- **Excerpt**
'''
The Future of the IKRPG

Yesterday, the books from our most recently crowdfunded expansion for the Iron Kingdoms RPG arrived in our warehouse. The excitement that comes with the arrival of a freshly printed book has never waned, even after 23 years; we can’t wait to crack the cases open, rifle the pages, smell the ink. And there is the immense satisfaction from knowing we’ll soon be delivering these books, the product of our creative passion, to the people who have faithfully and generously supported our efforts. Best of all, once we ship this latest expansion of a world we spend more time in than the real one, we’re poised to do it all again with the next project that we’re eager to unveil. But yesterday, the excitement that accompanies a delivery of our latest work was overshadowed by a deep uncertainty regarding what comes next.
'''
- **Entries supplied**
'''
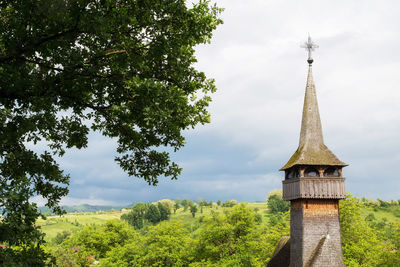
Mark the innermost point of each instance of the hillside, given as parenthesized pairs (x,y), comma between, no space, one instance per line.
(82,208)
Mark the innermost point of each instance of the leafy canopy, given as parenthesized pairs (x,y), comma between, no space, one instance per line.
(123,68)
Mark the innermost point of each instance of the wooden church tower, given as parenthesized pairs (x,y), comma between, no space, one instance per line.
(314,184)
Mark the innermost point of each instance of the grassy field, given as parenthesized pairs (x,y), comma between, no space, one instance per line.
(74,221)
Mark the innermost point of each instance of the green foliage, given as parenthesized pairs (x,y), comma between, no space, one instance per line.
(124,68)
(165,244)
(193,210)
(164,211)
(229,203)
(228,237)
(276,204)
(231,239)
(60,237)
(361,243)
(153,214)
(23,255)
(96,241)
(177,204)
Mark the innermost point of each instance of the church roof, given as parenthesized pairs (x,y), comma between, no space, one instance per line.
(312,150)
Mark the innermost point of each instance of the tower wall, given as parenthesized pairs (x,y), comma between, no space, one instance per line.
(315,233)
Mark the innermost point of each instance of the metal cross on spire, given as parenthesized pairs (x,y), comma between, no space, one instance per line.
(310,46)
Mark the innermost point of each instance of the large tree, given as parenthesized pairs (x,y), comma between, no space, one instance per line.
(123,68)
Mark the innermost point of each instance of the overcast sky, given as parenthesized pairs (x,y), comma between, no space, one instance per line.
(260,71)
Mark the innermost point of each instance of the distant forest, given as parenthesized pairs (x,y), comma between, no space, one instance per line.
(205,233)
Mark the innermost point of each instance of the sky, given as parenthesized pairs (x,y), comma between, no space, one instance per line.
(260,72)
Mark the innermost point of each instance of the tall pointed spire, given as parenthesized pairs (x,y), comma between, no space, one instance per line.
(312,150)
(311,129)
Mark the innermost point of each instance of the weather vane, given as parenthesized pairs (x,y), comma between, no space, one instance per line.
(310,46)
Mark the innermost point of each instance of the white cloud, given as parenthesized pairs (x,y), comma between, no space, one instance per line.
(260,73)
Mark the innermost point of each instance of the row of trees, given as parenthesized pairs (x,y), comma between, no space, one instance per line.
(142,214)
(229,238)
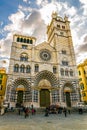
'''
- **Exercise task**
Reproduce the passage on the future of the IKRPG from "Yesterday, the books" to "what comes next.", substituting "storeroom" for "warehouse".

- **Result**
Yesterday, the books from our most recently crowdfunded expansion for the Iron Kingdoms RPG arrived in our storeroom. The excitement that comes with the arrival of a freshly printed book has never waned, even after 23 years; we can’t wait to crack the cases open, rifle the pages, smell the ink. And there is the immense satisfaction from knowing we’ll soon be delivering these books, the product of our creative passion, to the people who have faithfully and generously supported our efforts. Best of all, once we ship this latest expansion of a world we spend more time in than the real one, we’re poised to do it all again with the next project that we’re eager to unveil. But yesterday, the excitement that accompanies a delivery of our latest work was overshadowed by a deep uncertainty regarding what comes next.